** Opening Recorded data block **

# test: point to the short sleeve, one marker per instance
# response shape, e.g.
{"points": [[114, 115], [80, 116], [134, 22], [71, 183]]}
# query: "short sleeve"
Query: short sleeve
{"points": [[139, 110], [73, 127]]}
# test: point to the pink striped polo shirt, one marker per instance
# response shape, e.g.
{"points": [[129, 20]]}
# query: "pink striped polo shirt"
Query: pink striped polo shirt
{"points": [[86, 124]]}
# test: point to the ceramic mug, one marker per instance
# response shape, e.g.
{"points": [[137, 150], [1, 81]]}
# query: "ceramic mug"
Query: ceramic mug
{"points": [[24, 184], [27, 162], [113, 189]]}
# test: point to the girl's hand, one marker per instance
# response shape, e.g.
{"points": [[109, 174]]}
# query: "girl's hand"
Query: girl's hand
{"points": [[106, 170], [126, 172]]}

** Closing Recorded data block **
** Opening Recorded data block **

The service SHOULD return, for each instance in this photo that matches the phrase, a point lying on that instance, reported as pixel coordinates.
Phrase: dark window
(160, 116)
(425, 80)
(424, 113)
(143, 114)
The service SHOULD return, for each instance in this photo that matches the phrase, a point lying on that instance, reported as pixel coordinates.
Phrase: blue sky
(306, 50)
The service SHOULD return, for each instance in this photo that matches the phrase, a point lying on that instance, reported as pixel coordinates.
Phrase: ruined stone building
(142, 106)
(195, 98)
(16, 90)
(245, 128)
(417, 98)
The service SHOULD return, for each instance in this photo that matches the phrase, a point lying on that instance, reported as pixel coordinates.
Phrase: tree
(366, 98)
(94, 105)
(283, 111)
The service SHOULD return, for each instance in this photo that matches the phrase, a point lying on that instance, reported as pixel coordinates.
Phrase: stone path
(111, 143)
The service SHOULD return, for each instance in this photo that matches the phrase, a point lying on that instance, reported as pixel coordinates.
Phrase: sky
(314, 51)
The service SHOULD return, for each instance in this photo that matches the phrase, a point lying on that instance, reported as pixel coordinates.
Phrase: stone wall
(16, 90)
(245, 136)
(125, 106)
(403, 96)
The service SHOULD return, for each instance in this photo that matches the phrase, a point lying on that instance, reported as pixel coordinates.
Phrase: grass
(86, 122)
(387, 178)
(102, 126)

** Closing Recorded data block **

**Task objective**
Of the lines above, output exactly those from the line bearing "# test: point to the short" through the line bearing "# test: point to the pink", inclusive.

**Output below**
# test: point to the short sleeve, one marker per instance
# response shape, e.g.
{"points": [[114, 115], [80, 116], [134, 22], [71, 183]]}
# query: "short sleeve"
Query: short sleeve
{"points": [[139, 110], [73, 127]]}
# test: point to the pink striped polo shirt, one marker per instance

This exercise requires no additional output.